======== GIVEN DATA

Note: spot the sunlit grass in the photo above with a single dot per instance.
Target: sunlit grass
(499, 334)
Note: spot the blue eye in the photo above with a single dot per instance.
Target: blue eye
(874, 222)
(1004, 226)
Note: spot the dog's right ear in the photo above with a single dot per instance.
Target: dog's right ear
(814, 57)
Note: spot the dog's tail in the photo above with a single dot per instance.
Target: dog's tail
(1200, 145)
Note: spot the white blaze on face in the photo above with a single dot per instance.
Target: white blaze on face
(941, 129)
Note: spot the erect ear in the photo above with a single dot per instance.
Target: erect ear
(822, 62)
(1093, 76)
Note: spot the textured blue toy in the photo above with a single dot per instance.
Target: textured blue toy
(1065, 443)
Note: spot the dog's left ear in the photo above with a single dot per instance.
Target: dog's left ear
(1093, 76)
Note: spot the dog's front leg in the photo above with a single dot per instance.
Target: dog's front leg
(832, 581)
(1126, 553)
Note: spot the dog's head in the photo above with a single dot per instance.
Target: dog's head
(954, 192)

================

Each line must be given again exactly as written above.

Note: spot the sunlit grass in the photo above with a single dot per instance.
Target: sunlit grass
(499, 334)
Note: spot the blue eye in the photo above with a single dot per instance.
Target: blue eye
(874, 222)
(1004, 226)
Note: spot the dog's right ear in the photo above with a single dot per instance.
Target: dog's right ear
(814, 57)
Note: spot the dog's tail in the photo above with a single dot per instance.
Target: dog's tail
(1200, 145)
Note: spot the white blaze on face in the photo above with a single dot per instance.
Target: white blaze on face
(941, 129)
Note: spot the erect ear in the photo above with a single dot per instance.
Target: erect ear
(822, 62)
(1093, 76)
Note: spot the textured blue toy in the photo above with a single dot per instance.
Target: textured blue toy
(1065, 443)
Note: spot the dog's left ear in the photo above with a single dot per instance.
Target: dog's left ear
(1093, 76)
Note: spot the dog's front leg in the photo above with a single dot per instance.
Target: dog's front leg
(832, 581)
(1126, 553)
Note: spot the dog's head in the photo above with a single dot per instance.
Target: dog's head
(954, 192)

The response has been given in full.